*** Entries supplied
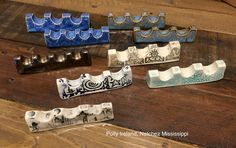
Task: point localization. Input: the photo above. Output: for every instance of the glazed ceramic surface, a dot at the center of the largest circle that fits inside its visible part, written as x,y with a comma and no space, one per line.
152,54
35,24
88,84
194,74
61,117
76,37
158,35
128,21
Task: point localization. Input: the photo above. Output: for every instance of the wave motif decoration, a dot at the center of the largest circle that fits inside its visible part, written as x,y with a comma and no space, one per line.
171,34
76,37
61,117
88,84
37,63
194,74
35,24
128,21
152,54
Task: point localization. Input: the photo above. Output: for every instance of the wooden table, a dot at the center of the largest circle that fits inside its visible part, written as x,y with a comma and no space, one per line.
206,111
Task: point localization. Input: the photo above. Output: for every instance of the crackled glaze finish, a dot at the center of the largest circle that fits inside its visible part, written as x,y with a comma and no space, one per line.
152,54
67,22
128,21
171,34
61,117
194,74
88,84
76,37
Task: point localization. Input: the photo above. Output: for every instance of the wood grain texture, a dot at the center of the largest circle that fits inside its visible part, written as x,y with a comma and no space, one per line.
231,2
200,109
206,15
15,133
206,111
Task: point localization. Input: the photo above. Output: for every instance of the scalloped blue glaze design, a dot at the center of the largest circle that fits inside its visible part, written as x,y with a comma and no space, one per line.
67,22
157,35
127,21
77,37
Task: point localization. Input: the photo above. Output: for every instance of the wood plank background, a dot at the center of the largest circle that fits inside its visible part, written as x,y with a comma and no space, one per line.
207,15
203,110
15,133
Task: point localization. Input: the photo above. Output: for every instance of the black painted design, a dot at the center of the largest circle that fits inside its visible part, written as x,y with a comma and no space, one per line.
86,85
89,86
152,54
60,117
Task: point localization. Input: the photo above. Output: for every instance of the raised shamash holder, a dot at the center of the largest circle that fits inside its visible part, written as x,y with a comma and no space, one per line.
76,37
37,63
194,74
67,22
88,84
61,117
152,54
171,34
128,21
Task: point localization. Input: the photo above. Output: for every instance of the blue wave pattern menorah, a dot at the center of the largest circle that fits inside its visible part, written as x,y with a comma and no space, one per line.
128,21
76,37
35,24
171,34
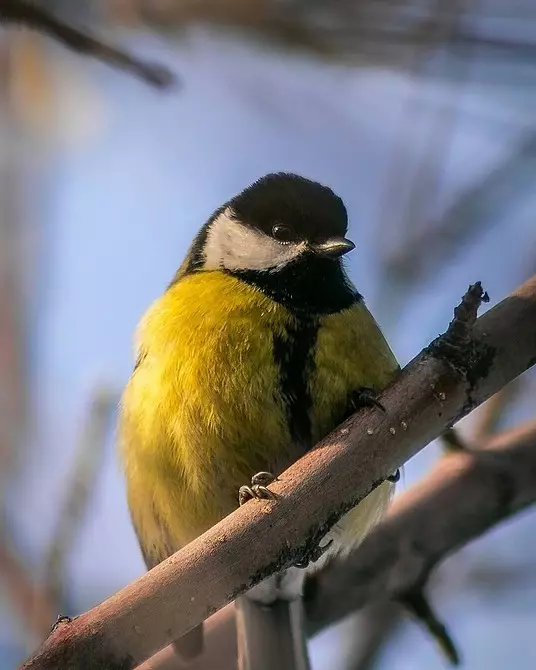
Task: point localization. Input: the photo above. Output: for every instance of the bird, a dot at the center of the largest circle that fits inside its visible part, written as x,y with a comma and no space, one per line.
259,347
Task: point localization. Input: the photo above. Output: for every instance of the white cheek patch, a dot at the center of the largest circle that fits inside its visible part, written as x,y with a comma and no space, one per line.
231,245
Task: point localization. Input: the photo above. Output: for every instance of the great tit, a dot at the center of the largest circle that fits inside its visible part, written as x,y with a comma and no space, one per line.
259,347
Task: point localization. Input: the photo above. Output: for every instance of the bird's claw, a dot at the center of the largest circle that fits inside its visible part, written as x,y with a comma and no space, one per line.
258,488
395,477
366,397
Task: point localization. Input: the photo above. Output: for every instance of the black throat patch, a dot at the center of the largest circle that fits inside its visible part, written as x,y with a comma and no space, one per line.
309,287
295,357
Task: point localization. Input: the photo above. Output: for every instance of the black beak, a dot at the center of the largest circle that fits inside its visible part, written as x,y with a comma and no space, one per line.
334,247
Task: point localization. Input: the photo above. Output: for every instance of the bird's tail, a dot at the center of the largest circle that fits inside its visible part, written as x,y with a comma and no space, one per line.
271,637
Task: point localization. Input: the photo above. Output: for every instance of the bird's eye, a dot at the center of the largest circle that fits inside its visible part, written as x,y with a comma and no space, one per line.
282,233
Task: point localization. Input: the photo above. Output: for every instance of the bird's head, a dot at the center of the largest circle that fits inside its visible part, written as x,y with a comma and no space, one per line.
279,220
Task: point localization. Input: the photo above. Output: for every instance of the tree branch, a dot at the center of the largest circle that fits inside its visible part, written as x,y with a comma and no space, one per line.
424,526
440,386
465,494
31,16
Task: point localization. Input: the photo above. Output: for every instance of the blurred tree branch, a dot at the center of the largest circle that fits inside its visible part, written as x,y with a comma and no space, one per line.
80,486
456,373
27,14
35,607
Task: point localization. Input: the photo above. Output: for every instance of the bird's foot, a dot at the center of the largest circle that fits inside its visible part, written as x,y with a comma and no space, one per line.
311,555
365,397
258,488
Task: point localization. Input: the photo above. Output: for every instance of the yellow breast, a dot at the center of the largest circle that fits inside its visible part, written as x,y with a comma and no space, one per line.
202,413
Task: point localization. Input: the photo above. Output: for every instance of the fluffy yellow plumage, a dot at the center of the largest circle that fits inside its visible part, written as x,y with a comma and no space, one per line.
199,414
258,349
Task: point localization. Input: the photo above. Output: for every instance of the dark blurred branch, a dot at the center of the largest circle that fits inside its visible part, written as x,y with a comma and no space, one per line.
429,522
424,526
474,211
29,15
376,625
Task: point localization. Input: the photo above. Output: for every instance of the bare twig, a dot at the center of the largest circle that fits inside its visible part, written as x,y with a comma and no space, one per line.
******
#### Aim of the exercise
Extract, unchanged, the closing run of lines that opens with the line containing "bird's foot, a" and ends with the last line.

#### Exercise answer
Task: point localization. Input: the photo above. Output: for every instance of the bird's foot, a dot at the center of the largest circle that fits inside its visible part, written as x,y with a comma and no space, one per line.
311,555
365,397
258,488
Task: point localization. Input: the photo above. Output: for every instance of the yellow breast, a dot at the center of the largest circle that fits inside its visible part, written as x,y with a comma and no space, one per line.
202,413
Task: point localization. Input: the photo above. Output: for every instance of the fluffy yellow plumage, a dot at the center of the largest circle that fits inside its visible part, written as x,y with a comma and no space, one per line.
199,414
258,349
Task: point localization. Input: the photo above. Output: for every instance of the dark blurred branch, a dot at the center of the largest circle that fits inside its visible part, written as x,y with a comma and no space, one per line.
429,522
424,526
474,211
29,15
376,625
Task: point localization. Input: the photo above. Output: for every instance of the bare twig, a dot at the center of the largest circle that fits inside its visible part, written as x,y with a comma and no space, one per line.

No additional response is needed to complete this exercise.